**WORK ORDER**
Return every entry exactly as written, with the pictures removed.

**THE RECORDS**
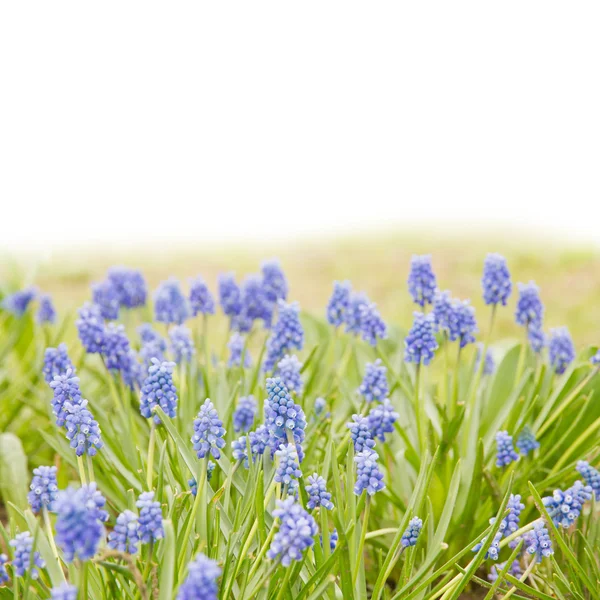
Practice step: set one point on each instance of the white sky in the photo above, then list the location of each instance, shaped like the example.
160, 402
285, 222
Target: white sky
125, 122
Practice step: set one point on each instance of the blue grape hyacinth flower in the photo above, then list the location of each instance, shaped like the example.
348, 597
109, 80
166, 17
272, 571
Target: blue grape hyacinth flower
411, 535
66, 390
125, 535
561, 349
65, 591
22, 563
288, 369
297, 529
201, 300
374, 385
381, 419
530, 310
338, 303
150, 519
421, 280
83, 430
182, 345
105, 295
317, 493
201, 580
495, 282
245, 413
287, 335
56, 362
130, 286
420, 343
46, 312
90, 326
590, 475
368, 475
170, 304
43, 489
274, 281
462, 323
539, 544
360, 433
505, 451
208, 431
159, 390
288, 469
526, 441
79, 528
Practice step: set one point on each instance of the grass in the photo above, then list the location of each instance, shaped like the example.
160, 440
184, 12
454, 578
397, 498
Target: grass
445, 474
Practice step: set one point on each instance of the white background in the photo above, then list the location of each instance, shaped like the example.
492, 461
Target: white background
126, 122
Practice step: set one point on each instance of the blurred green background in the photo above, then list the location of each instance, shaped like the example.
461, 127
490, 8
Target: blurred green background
378, 263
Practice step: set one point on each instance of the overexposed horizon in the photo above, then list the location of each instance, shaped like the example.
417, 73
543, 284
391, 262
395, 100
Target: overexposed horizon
131, 124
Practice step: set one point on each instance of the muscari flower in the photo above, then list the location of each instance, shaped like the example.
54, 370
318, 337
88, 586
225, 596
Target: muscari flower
561, 349
374, 385
411, 535
43, 489
46, 311
442, 305
372, 326
317, 493
286, 335
505, 452
56, 362
66, 390
283, 415
360, 433
64, 591
159, 390
150, 519
297, 529
105, 295
18, 302
125, 535
209, 471
530, 310
230, 296
79, 526
420, 343
288, 369
23, 545
244, 414
130, 286
338, 303
201, 300
496, 280
381, 419
90, 326
236, 346
82, 429
488, 363
565, 507
526, 441
182, 345
201, 580
421, 280
288, 470
170, 305
462, 323
208, 431
274, 281
539, 543
590, 475
368, 475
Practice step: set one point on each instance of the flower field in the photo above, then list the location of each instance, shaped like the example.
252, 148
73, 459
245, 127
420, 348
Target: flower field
185, 442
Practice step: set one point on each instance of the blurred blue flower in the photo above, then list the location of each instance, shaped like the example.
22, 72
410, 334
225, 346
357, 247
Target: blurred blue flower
421, 280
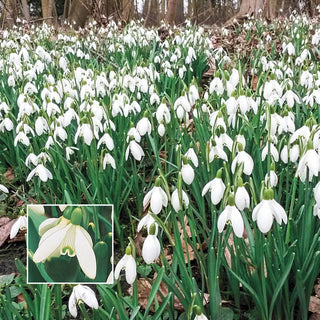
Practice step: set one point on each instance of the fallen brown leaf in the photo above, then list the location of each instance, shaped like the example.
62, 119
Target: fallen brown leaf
144, 289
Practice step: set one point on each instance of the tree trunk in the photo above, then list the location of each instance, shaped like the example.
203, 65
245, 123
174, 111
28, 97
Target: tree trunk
79, 12
127, 10
66, 9
171, 12
25, 9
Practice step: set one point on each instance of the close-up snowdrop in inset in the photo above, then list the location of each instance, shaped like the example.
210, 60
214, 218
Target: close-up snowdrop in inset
82, 294
61, 236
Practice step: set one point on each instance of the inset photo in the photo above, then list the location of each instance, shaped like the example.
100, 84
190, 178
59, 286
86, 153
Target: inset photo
70, 244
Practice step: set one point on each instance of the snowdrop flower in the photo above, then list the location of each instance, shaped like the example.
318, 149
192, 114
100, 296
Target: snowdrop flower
127, 263
288, 48
144, 126
135, 149
7, 124
291, 98
151, 246
187, 172
182, 107
243, 158
40, 170
231, 213
161, 130
163, 113
216, 85
61, 236
310, 160
242, 198
146, 221
193, 94
191, 155
70, 151
157, 198
20, 224
271, 179
41, 126
199, 314
107, 140
273, 152
267, 210
216, 151
216, 187
82, 294
175, 201
22, 138
108, 159
316, 192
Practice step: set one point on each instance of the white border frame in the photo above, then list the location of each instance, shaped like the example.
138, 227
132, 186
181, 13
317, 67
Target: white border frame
73, 205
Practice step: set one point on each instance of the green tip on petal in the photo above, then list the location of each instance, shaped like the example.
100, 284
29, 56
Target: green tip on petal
158, 182
152, 229
128, 250
219, 173
240, 182
76, 216
198, 310
231, 200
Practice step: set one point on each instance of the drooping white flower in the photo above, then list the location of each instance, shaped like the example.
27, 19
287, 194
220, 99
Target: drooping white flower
242, 198
267, 210
144, 126
40, 170
175, 201
216, 188
67, 237
4, 188
127, 263
316, 192
231, 213
191, 155
20, 224
243, 158
161, 130
107, 140
216, 85
151, 246
83, 294
157, 197
135, 149
271, 179
273, 152
187, 173
108, 159
70, 151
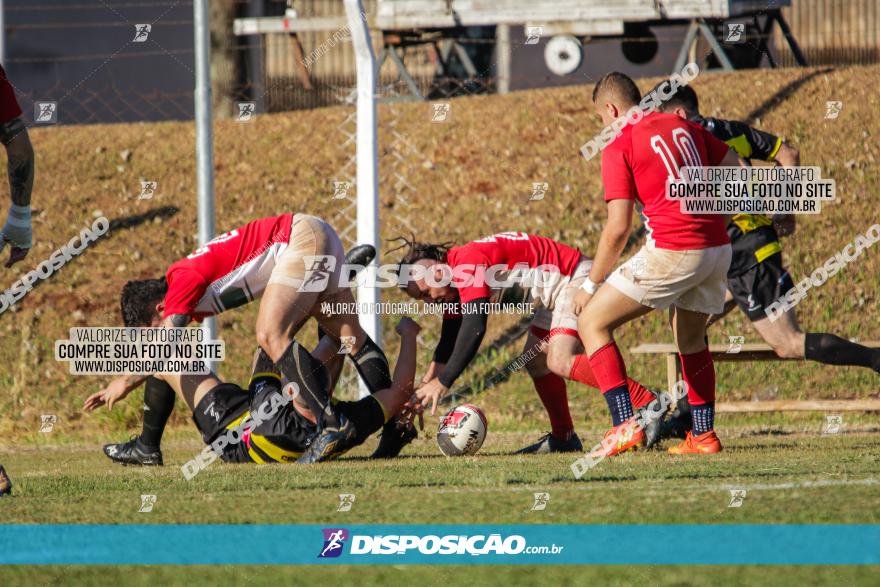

**ANSWER TO THIS TASK**
Practice step: set one point on each instance of the white sky in the photo above, then list the location of each instance, shaped like the example.
160, 402
285, 222
Target: white sky
125, 122
Practice step: set one point on each instance of the blue grape hyacinth flower in the photo above, then list the location of each instance, shaped like the example.
348, 597
109, 80
166, 17
272, 571
Target: blue grape hyacinth flower
411, 535
66, 390
125, 535
561, 349
65, 591
22, 563
288, 369
297, 529
201, 300
374, 385
381, 419
530, 310
338, 303
150, 519
421, 280
83, 430
182, 345
105, 295
317, 493
201, 580
495, 282
245, 413
287, 335
56, 362
130, 286
420, 343
46, 312
90, 326
590, 475
368, 475
170, 304
43, 489
274, 281
462, 323
539, 544
360, 433
505, 451
208, 431
159, 390
288, 469
526, 441
79, 528
Practice step: set one point on each instance of the grass in the photo above, then list the location of each instance, shaped like the example.
160, 440
184, 12
454, 578
397, 498
Target: grass
445, 474
Practice step: set one point on each instance of the white background in the photo above, then list the location of each instance, shaped like the example.
492, 461
Target: white background
126, 122
Practice step: set one point on each instance of the blurred green background in the photo above, then list the location of each instance, shaped like the example.
461, 127
490, 8
Target: blurred green background
378, 263
Practice step: set one point on each instance of the overexposed horizon in the photo above, then list the location of each instance, shaped like the example.
417, 73
543, 284
391, 262
395, 100
Target: overexposed horizon
131, 124
Practice step: set one point on each instance of the muscari flower in the photo above, then list the location of each instance, shaped like the example.
54, 370
318, 337
88, 586
225, 596
Target: muscari flower
561, 349
374, 385
411, 535
43, 489
46, 311
442, 305
372, 326
317, 493
286, 335
505, 452
56, 362
66, 390
283, 415
360, 433
64, 591
159, 390
150, 519
297, 529
105, 295
18, 302
125, 535
209, 471
530, 310
230, 296
79, 526
420, 343
288, 369
23, 545
244, 414
130, 286
338, 303
201, 300
496, 280
381, 419
90, 326
236, 346
82, 429
488, 363
565, 507
526, 441
182, 345
201, 580
421, 280
288, 470
170, 305
462, 323
208, 431
274, 281
539, 543
590, 475
368, 475
Practice step: set one point on each instance of the flower field in the photo above, then list the location of each instance, shaped like the example.
252, 148
73, 459
245, 127
420, 348
Target: flower field
185, 442
Practice step: set one point on each instance of the blurred blue flower in the photo above, then list the location of each instance, shaped like the example.
22, 72
410, 334
225, 346
357, 247
Target: blurred blue flower
421, 280
Practice step: set one point on each instance of the fallen brown leaf in the photo above, then list the location of each instance, shaped like the example.
62, 119
Target: fallen brown leaf
144, 289
Practice step: set one point on each instance of the tree trunk in the photo above, then list the location of each instance, shaped like the example.
203, 65
245, 123
174, 111
28, 97
Target: tree trunk
79, 12
127, 10
66, 9
171, 12
25, 9
Practice step: set one point on each instance of the close-up snowdrop in inset in the photo above, then list the location of each instance, shaped like the example.
210, 60
214, 218
Target: close-up snowdrop in inset
82, 294
61, 236
Practice step: set one point on each instance of the inset photo in the photo above, then list the location of each instance, shaped like the example.
100, 84
190, 178
59, 286
86, 153
Target: inset photo
70, 244
Practice step: set one point on each instance of the snowdrop flower in the photo above, then list the location of each instance, shaped like the example.
318, 149
192, 114
100, 296
Target: snowdrop flower
127, 263
288, 48
144, 126
135, 149
7, 124
291, 98
151, 246
187, 172
182, 107
243, 158
40, 170
231, 213
161, 130
163, 113
216, 85
61, 236
310, 160
242, 198
146, 221
193, 94
191, 155
70, 151
157, 198
20, 224
271, 179
41, 126
199, 314
107, 140
273, 152
267, 210
216, 151
216, 187
82, 294
175, 201
22, 138
108, 159
316, 192
Practice step: set one point on each instance of the white border frame in the photo above, then list the location of each instance, shaped like the example.
138, 227
132, 186
181, 13
317, 67
Target: white border frame
73, 205
Practice step: set one point on each instance of the green tip on petal in the photo above, then list the location of each instance, shaped like the example.
100, 284
29, 56
Target: green tip on petal
158, 182
152, 229
128, 250
219, 173
240, 182
76, 216
198, 310
231, 200
Practice step: set one point on each instance of the drooping white flower in the photo above, then list the location of each instance, shaped like the example.
27, 19
287, 194
220, 99
Target: drooping white flower
242, 198
267, 210
144, 126
40, 170
175, 201
216, 188
67, 237
4, 188
127, 263
316, 192
231, 213
191, 155
20, 224
243, 158
161, 130
107, 140
216, 85
151, 246
83, 294
157, 197
135, 149
271, 179
273, 152
187, 173
108, 159
70, 151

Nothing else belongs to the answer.